→ PROBLEMS:
(a) Answer these questions from the forum thread about Horseman Pouters, one answer per line:
(i) Which Spanish Pouters were crossed with Brunner Pouters in the second recreation attempt?
(ii) Which club has condemned these crosses?
(iii) To which section does eddiebrown ask to have the post transferred?
(b) Proceed with the forum thread about Horseman Pouters, writing on from its last post.

# start of PAGE EXTRACT

The second major attempt at recreation was done by crossing Brunner Pouters with different Spanish Pouters such as Rafeño and Laudino. The end result was a bird that was 50% Brunner Pouter and 50% Spanish Pouter. These birds have no Horseman blood in them whatsoever, yet are being offered for sale on the internet as Horseman Pouters.

These birds are of poor Horseman type, looking like skinny Spanish Pouters with long legs. This mongrel continues to misrepresent Horseman Pouters by a very few in spite of condemnation by the North American Horseman Pouter Club. Despite all the genuine Scottish Horseman imported into North America these counterfeit crosses are still being peddled around the states as Horseman Pouters. The NAHPC does not recognize these cross breeds as genuine Horseman. 

If you are interested in genuine Horseman Pouters for exhibition or performance, do a complete research on the lineage of the birds offered to you, so you aren’t deceitfully sold these Horseman counterfeits. Again I am not the creator of these articles!!!


----------



## eddiebrown (Jun 23, 2011)

Can I get this transferred to the breeds information and identification section?


----------



## norwich (Jul 29, 2009)

Eddie make sure it is OK with Alan before you asked it to be used. I think that would be the courtesy owed to him


----------



## nancybird (Jan 30, 2011)

Very interesting bird.


----------



## eddiebrown (Jun 23, 2011)

Oh no! I wasnt thinking about that! Ill email him right now!

# end of PAGE EXTRACT
# start of DATA ENTRIES

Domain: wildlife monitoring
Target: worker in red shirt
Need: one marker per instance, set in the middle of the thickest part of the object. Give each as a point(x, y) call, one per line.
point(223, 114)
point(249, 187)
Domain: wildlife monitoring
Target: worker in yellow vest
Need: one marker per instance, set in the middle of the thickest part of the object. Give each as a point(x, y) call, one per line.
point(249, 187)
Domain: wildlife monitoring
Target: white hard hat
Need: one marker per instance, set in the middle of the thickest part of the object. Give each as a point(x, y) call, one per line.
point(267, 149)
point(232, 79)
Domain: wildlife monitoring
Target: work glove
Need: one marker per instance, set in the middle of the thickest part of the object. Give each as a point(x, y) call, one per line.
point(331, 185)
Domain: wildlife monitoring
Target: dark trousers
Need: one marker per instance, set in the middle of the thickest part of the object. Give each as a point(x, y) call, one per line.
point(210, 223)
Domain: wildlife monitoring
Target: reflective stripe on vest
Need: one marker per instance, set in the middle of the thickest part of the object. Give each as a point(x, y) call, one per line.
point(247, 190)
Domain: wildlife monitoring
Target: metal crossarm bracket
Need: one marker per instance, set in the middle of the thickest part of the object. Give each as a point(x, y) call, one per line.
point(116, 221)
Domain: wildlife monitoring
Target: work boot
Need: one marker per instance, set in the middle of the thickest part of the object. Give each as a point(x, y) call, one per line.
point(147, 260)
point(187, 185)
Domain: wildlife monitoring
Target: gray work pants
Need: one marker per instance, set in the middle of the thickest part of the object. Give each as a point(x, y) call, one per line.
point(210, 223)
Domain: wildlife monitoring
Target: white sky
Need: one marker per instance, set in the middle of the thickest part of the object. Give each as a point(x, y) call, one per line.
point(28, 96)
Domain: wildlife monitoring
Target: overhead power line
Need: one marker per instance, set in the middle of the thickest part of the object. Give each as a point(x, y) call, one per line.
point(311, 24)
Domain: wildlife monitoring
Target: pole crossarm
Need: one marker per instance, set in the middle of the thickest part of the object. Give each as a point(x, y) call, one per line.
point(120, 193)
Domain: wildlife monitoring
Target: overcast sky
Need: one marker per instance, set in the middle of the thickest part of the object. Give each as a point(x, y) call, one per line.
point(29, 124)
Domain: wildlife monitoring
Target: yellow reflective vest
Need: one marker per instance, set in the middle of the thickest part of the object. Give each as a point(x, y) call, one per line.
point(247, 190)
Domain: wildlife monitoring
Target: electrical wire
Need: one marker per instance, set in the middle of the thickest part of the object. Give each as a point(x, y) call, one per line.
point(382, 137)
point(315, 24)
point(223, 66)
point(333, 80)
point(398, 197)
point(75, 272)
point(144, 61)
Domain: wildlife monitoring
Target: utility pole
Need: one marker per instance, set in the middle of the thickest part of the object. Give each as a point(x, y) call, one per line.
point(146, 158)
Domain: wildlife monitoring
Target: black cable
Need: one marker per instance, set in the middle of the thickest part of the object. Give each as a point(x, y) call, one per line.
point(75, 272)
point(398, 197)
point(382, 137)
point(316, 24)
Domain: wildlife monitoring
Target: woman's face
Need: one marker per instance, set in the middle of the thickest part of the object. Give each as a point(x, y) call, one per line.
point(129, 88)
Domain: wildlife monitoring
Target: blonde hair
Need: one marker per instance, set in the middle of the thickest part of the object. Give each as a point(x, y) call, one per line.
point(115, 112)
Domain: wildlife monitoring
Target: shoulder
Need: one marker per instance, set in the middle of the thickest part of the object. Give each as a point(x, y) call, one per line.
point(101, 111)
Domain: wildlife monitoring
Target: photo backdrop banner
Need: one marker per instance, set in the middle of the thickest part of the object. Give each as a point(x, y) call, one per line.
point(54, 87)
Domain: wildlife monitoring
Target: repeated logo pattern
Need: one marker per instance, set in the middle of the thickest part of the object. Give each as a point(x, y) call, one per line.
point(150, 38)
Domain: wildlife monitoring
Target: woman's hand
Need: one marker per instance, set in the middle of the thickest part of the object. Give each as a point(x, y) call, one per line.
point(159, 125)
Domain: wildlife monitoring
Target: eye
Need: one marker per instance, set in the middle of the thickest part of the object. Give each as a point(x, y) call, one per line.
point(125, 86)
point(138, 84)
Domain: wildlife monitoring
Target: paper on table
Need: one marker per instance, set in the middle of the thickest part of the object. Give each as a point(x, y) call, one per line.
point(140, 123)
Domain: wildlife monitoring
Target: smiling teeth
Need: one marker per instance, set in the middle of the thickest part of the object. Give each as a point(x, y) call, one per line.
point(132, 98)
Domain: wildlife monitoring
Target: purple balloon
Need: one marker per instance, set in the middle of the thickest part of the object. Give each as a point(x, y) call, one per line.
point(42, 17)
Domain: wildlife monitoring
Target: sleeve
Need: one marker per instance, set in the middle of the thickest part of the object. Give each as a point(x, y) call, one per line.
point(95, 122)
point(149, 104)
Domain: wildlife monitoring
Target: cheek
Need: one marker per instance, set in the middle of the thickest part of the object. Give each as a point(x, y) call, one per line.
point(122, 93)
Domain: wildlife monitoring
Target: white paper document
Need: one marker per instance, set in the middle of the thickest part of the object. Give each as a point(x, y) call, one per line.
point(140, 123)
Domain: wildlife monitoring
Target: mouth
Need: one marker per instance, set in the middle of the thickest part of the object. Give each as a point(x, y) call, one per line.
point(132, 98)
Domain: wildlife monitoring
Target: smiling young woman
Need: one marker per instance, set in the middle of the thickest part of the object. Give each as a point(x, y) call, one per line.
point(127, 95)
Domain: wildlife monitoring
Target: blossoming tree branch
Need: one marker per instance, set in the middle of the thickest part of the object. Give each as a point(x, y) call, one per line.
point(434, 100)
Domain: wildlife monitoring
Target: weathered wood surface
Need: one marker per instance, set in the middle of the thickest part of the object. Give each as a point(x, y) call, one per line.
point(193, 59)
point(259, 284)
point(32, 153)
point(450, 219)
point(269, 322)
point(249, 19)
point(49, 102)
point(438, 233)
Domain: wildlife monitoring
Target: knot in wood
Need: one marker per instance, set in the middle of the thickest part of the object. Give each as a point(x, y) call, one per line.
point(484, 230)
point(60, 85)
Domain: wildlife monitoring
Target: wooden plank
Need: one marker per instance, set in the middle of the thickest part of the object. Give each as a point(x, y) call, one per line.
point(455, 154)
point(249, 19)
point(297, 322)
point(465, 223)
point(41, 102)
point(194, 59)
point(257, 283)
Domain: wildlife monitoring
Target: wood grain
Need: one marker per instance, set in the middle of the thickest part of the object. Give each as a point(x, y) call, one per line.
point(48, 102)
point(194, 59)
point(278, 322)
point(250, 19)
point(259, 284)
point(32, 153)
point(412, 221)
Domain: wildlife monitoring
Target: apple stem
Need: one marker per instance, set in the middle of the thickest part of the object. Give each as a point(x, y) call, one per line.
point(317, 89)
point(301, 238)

# end of DATA ENTRIES
# start of DATA ENTRIES

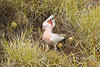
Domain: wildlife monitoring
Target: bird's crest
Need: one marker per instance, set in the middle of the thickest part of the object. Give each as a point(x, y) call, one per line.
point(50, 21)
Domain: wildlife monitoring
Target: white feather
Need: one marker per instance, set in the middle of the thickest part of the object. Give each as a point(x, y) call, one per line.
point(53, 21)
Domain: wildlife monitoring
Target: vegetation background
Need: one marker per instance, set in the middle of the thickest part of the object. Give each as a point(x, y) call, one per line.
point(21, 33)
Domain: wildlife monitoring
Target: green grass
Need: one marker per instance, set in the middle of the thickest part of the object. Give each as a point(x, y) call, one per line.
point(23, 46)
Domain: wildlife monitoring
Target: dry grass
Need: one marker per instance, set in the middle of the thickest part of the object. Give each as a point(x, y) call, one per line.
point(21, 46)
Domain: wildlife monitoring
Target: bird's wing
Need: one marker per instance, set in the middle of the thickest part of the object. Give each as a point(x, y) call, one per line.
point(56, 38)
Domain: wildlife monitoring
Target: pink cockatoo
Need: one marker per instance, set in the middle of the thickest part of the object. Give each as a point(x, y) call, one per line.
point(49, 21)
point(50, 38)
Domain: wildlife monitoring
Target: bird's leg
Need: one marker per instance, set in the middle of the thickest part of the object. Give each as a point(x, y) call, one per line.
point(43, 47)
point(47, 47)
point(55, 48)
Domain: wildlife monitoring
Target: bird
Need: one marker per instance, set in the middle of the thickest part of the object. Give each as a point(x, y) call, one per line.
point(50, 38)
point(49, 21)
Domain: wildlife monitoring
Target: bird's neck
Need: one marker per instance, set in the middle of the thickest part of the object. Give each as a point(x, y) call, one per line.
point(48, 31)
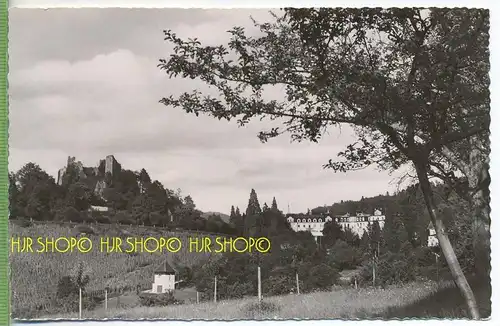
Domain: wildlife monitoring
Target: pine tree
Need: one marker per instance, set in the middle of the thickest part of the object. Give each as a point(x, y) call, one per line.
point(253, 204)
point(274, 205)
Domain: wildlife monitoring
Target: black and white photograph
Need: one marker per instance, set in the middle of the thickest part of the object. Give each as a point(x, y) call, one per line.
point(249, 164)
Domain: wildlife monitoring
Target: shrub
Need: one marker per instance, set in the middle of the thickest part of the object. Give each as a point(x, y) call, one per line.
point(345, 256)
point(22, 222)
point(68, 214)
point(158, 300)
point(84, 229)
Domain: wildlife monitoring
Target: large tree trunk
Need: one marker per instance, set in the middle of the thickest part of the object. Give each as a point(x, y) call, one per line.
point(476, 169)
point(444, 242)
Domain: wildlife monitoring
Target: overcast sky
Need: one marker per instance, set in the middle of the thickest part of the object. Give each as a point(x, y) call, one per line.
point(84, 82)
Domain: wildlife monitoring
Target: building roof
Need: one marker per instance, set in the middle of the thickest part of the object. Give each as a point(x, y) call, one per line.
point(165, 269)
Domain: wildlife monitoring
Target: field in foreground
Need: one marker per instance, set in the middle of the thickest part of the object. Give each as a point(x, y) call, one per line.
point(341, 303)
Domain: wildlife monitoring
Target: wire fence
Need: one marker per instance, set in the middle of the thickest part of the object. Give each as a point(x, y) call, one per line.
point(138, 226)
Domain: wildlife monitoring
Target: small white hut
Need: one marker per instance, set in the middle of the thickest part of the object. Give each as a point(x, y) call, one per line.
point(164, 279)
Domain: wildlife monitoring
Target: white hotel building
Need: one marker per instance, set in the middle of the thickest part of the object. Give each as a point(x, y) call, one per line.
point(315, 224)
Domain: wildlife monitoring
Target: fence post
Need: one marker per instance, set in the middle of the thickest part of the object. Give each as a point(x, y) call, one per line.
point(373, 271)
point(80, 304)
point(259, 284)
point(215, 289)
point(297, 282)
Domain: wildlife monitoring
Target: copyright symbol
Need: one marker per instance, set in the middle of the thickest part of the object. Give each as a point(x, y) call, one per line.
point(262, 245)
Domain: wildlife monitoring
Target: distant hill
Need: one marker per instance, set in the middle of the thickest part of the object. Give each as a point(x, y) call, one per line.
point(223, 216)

# end of DATA ENTRIES

→ RESPONSES TO THE TASKS:
(a)
(i) Rafeño and Laudino
(ii) The North American Horseman Pouter Club
(iii) The breeds information and identification section

(b)
----------



## eddiebrown (Jun 23, 2011)

I emailed, its fine!


----------



## scmona (Sep 6, 2012)

Wow, those are interesting. Beautiful coloring.


----------



## pouterfly (Apr 16, 2012)

The Horseman pouter evolved in Scotland as a working thief pouter, selectively bred for the sport of catching other pouters by seducing them into their hut where they were then trapped. Working ability was valued above all else otherwise they would be caught by another pouter flyer and lost. In North America these birds are now bred for the show pen rather than pouter sport, they are no longer selected for working ability. Birds that most closely fit the show standard are valued highest, those that do not meet show standard requirements are valued least. 

I can't help but wonder if priorities change for the breed, why would these birds then not be referred to as Show Horseman? Is it not somewhat deceitfull to imply that these birds are the genuine thing if none of them have demonstrated the thieving abillity for which they were and still are bred for in Scotland? Without demonstrating and proving their working ability, should they not be classified as counterfeits? Other pigeon breeds have made this distinction of separating performance birds from the ones bred for show so that there is no confusion, should this not also apply to the Horseman? In my opinion if you breed Horseman for the show pen and no longer prove their ability to demonstrate their skill as thief pouters, they should be referred to as Show Horseman. It only makes sense.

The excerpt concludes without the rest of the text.